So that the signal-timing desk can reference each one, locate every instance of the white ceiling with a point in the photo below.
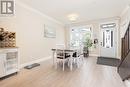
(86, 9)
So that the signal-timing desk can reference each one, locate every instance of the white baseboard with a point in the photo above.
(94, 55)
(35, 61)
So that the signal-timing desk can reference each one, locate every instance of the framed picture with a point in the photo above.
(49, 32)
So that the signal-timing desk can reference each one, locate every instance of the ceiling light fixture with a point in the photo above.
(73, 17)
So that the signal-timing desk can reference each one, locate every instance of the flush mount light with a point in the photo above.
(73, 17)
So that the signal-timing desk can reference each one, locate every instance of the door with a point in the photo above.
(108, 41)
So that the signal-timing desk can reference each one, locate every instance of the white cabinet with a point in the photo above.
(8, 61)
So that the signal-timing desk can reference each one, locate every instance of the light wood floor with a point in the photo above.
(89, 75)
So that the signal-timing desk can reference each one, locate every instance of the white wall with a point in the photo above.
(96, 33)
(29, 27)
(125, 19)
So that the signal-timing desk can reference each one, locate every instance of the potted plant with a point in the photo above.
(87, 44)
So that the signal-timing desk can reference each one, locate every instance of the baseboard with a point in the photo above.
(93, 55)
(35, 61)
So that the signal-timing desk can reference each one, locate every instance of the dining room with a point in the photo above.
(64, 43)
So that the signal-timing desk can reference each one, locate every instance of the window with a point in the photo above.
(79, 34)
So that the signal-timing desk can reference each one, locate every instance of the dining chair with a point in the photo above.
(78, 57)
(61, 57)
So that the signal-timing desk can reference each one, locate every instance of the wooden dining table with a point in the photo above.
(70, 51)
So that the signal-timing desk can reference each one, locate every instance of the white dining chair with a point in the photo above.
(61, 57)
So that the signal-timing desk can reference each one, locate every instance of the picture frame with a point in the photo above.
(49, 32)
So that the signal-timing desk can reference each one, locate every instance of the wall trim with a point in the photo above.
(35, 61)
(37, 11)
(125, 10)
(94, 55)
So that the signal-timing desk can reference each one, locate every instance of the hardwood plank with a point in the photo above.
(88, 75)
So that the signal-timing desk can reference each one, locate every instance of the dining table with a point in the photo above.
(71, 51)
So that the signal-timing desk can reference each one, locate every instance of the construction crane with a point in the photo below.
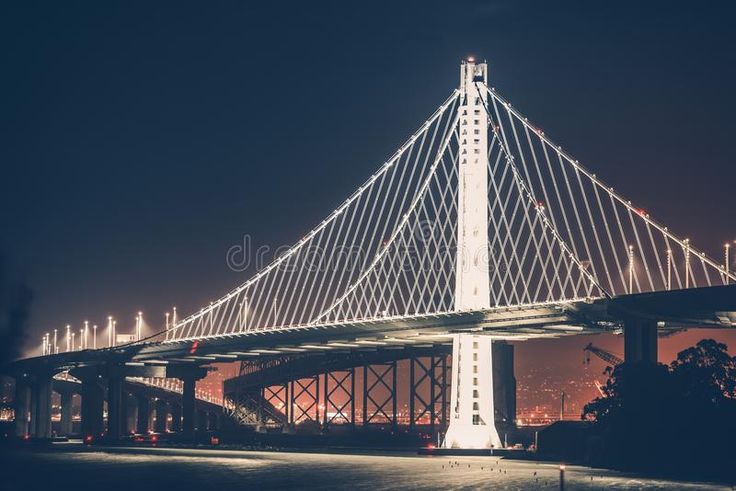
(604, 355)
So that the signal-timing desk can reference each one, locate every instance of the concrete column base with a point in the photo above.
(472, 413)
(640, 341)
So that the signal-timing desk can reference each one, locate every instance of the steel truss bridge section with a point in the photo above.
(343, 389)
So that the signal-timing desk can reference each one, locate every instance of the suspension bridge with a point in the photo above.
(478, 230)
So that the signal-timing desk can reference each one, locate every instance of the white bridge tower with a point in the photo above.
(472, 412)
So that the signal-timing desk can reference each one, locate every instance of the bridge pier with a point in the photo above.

+===+

Problem => Leave the pictures out and return the rest of the material exactly.

Response below =>
So that the signal-timing desk can reference each one, locate every instance of the white ceiling with a point in the photo below.
(86, 9)
So that the signal-timing desk can reference each one, locate every instance of the white baseboard with a point in the photo above.
(94, 55)
(35, 61)
So that the signal-timing desk can reference each one, locate every instance of the framed picture with a point in the photo above.
(49, 32)
So that the signal-timing desk can reference each one, locate every instance of the ceiling light fixture with a point in the photo above.
(73, 17)
So that the signal-timing desk can reference each one, locate every instance of the flush mount light with a point in the photo above.
(73, 17)
So that the signal-timing desk can reference each one, locate every instance of the door with a point in the photo above.
(108, 41)
So that the signal-timing desk can reference each one, locate every instance of the white cabinet with a point in the photo above.
(8, 61)
So that the signal-timing desk can reference each one, locate every instance of the light wood floor with a point in the photo above.
(89, 75)
So that the signal-timing desk can reference each one, locate every instance of the white wall with a point in the photo above.
(96, 33)
(29, 27)
(125, 19)
So that the signal-timing desk can reference each one, locate every instance of the potted plant with a point in the photo above.
(87, 44)
So that the signal-timing desk can reference each one, locate every instance of the baseboard with a point in the photo above.
(93, 55)
(35, 61)
So that the signal-timing desk can reference each one, locate every instance of the dining room with a point in the photo above.
(64, 43)
So that the signal-timing desk can reference each one, locate every instance of the window with a point in the photo above.
(79, 34)
So that the signal-timing desk can reference each one, locate every instance of the dining chair with a point in the photo above.
(78, 57)
(61, 57)
So that the signal-timing desk can reference each one, locate every instance of the wooden dining table with a point in the photo above.
(70, 51)
So that the signal-timing desk can reference each one, locate every instance of the white dining chair with a point in the photo above.
(61, 57)
So that the signal-timing desk can reference each one, locate every instance of the picture frame with a point in the photo above.
(49, 32)
So that the signal-timing desk can reference each one, locate every instance of the wall trim with a point in the photo above.
(35, 61)
(37, 11)
(125, 10)
(94, 55)
So that the signal-timing desk can reference each one, locate every instance of the hardwood plank with a point in the photo above.
(88, 75)
So that the signal-timing desk can reference each one, locate every instance of the dining table with a point in the photo above.
(71, 51)
So that the signal-timing desk can reference each one, locate every instance of the construction crane with a point in the photo below.
(604, 355)
So that the signal-timing desk can reference each one, locate every instance of the concrete column base with a point in the photo above.
(472, 413)
(640, 341)
So that the signal-timing desk can reference each one, locate every instance of the steel truss bridge section with a point in the photo above.
(343, 389)
So that the signal-timing desk can reference each one, locate every instance of the suspension bridge with a point in the photo above.
(478, 230)
So that the signal-timing desk can reference each one, locate every instance of the white bridge tower with a point in the photo above.
(472, 412)
So that the signal-timing desk can reference each one, locate every instance of the bridge pier with a point in the photo above.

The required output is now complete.